TEXTE FOURNI:
D’un côté, l’administration publique veille au grain pour protéger et promouvoir le patrimoine forestier et, de l’autre, elle s’emploie à faire respecter le droit des citoyens à la chasse, en balisant les différents aspects de cette activité. Par la réglementation en vigueur, la collaboration avec les associations de chasse et le déploiement des brigades sur le terrain, elle essaye d’y parvenir au mieux. Taher Taghouti, directeur de la chasse, des parcs nationaux et des aires naturelles protégées, Héla Guidara et Sahbi Bedhiaf, sous-directeur, et Jamel Tahri, chef de service, sont à l’œuvre en plein engagement. Amis de la nature, ils sont aussi amis des chasseurs et surtout les gardiens des forêts et du gibier. Leur position n’est guère facile. Heureusement que l’appui de leur nouveau directeur général, Mohamed Boufaroua, leur facilite la tâche.

CONSIGNE: Poursuivez le texte sur la protection des forêts et la chasse, en reprenant juste après sa dernière phrase.

DONNÉES BRUTES:
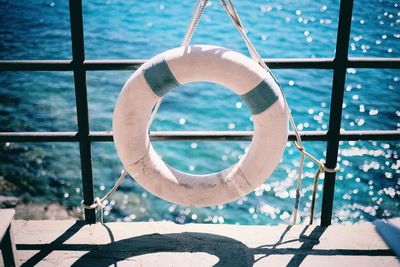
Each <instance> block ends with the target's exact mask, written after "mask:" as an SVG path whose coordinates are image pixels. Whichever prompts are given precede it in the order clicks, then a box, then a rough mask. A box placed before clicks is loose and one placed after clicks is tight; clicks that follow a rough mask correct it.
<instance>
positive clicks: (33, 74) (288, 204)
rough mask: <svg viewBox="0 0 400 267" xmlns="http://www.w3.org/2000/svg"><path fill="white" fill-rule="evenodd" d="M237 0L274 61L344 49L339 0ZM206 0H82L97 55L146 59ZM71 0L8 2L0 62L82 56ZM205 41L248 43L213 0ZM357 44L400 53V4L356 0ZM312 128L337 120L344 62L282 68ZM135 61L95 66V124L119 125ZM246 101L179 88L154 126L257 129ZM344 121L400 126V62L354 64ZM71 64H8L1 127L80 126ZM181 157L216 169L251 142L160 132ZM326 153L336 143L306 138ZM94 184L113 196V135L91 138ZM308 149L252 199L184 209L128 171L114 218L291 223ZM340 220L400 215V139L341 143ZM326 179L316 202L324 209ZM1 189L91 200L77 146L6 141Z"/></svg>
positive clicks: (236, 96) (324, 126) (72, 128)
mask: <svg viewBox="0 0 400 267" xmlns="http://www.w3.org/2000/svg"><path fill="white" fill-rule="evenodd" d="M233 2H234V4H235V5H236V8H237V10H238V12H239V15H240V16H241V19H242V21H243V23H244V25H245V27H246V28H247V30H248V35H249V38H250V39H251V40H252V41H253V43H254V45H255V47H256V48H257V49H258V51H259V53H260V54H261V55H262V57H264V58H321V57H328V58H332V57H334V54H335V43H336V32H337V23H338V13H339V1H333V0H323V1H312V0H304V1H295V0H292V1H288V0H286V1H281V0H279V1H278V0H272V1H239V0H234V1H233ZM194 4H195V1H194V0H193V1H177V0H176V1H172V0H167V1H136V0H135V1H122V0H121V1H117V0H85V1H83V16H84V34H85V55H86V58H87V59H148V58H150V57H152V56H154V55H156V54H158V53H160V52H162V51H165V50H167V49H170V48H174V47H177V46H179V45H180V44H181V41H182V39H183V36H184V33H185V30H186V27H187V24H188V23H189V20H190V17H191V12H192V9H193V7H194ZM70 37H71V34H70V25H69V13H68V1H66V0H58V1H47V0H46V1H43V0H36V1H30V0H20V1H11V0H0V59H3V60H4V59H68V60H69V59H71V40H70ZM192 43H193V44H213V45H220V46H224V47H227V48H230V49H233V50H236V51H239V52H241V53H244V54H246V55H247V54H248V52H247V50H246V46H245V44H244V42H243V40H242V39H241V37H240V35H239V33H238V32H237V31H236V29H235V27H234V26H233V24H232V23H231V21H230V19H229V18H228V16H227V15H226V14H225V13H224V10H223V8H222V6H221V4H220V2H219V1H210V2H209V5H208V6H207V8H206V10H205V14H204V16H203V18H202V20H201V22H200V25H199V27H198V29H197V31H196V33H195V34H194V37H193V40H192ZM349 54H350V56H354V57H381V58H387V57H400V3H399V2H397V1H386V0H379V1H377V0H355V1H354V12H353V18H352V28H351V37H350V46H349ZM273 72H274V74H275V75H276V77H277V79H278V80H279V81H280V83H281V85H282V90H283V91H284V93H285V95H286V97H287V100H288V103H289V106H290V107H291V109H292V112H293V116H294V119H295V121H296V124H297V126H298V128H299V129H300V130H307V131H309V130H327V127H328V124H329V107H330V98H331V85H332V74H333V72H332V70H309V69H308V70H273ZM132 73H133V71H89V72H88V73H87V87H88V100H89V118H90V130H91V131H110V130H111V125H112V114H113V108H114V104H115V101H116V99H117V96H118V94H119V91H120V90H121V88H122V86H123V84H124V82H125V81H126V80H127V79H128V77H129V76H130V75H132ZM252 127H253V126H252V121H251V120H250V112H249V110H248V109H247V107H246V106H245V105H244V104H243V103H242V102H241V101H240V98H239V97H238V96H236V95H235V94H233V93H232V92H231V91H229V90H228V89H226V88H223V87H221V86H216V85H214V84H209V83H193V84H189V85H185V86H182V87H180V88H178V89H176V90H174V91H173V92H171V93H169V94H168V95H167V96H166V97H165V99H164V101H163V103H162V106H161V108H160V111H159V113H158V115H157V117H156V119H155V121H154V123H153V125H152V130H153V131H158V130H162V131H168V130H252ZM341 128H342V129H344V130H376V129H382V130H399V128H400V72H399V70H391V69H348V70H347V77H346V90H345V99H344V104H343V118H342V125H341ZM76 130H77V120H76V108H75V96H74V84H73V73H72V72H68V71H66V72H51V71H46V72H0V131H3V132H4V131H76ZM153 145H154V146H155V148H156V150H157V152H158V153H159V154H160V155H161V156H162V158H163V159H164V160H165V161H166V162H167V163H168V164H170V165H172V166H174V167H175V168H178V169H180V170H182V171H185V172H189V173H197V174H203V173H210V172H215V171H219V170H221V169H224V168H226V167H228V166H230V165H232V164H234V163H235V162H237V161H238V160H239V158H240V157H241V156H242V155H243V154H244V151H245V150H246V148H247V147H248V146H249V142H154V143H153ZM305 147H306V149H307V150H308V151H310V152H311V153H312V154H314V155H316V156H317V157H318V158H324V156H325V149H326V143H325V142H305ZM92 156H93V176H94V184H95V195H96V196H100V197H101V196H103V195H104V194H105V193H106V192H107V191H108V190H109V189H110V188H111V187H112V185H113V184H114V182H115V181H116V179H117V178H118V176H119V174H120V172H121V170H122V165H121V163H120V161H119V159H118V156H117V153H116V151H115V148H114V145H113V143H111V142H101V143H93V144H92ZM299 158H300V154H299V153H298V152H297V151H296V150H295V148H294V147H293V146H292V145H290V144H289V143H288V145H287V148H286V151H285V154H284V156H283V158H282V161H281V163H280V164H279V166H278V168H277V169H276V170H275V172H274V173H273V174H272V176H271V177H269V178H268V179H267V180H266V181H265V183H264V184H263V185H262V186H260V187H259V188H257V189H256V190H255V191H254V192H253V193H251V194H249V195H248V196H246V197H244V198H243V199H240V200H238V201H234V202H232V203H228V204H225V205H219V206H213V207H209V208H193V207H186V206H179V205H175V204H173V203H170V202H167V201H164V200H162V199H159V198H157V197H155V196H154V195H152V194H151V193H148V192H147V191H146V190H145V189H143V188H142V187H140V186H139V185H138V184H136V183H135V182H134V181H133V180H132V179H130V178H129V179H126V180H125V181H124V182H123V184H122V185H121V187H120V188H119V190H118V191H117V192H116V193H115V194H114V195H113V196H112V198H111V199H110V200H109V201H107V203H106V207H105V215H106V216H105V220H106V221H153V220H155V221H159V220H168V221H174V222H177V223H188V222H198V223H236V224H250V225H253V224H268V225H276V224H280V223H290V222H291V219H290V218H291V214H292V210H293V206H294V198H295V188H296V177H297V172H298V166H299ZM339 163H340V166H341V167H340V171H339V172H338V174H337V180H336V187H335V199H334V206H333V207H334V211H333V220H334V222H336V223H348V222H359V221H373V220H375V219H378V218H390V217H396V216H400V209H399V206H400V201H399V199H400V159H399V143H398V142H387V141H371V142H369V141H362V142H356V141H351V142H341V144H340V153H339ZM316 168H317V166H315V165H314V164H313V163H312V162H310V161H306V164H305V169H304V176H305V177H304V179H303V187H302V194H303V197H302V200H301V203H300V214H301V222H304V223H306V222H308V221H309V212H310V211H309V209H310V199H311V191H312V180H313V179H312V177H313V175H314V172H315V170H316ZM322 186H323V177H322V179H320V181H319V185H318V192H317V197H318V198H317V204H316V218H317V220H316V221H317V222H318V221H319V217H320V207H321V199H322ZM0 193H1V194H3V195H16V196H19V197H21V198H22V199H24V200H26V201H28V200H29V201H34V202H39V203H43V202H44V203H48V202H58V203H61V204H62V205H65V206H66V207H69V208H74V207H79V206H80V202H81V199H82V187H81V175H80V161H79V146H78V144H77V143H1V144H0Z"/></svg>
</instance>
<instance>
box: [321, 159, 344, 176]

==

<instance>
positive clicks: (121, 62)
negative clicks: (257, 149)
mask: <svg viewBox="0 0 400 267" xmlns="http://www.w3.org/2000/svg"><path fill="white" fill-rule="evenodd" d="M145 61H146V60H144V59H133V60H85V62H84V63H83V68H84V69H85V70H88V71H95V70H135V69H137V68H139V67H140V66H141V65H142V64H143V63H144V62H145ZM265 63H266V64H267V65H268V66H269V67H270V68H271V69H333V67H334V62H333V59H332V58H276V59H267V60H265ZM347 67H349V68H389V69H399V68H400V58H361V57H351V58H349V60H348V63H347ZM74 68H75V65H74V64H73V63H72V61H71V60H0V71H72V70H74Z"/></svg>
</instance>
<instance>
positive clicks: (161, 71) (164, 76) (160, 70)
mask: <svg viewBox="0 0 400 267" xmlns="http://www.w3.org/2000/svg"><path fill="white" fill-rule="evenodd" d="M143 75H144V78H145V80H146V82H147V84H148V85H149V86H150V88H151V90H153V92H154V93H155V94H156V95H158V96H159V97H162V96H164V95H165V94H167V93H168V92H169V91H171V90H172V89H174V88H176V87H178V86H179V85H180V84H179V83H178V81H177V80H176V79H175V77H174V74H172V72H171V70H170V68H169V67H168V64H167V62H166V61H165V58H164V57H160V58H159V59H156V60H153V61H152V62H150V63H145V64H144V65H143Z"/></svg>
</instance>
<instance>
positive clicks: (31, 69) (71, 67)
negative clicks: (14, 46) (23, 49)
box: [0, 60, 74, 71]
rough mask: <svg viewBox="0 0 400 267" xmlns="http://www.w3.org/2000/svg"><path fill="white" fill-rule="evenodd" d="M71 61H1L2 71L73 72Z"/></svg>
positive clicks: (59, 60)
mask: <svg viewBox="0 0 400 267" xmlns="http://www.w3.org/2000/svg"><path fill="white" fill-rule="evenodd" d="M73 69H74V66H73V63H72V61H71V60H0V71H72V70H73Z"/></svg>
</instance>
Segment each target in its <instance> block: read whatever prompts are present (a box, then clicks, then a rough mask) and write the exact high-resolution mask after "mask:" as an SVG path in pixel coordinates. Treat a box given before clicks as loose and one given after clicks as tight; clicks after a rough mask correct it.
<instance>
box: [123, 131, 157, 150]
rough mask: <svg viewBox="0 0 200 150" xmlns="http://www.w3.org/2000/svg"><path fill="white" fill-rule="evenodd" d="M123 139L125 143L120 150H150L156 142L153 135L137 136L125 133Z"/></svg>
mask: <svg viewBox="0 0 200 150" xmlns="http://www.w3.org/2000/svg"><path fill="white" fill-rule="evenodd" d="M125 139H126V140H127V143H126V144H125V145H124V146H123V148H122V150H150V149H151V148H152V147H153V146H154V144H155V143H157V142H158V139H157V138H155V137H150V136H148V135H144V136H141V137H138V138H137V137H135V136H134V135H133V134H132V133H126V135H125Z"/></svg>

RÉPONSE:
Braconnage et contrebande

Ennemi numéro 1 de la nature et contre-exemple préjudiciable du chasseur, le braconnier est absolument dangereux. Pas moins de 294 infractions ont été relevées durant la saison écoulée 2019/2020, générant 197 procès-verbaux transmis à la justice et la transaction avec 97 autres contrevenants pour un montant total de 52.500 D, déclare à Leaders une source de la Direction générale des forêts. Un braconnier attrapé, mais combien d’autres qui échappent à la vigilance des gardes-champêtres ? Le renforcement des effectifs et de leurs moyens est indispensable.

Autre corollaire de l’octroi très limité des autorisations d’armes, l’amplification de la contrebande. Les services des Douanes tunisiennes ont procédé à la saisie de 1 645 fusils introduits clandestinement, pour l’équivalent d’un montant de 90.000 D, déclare à Leaders une source autorisée.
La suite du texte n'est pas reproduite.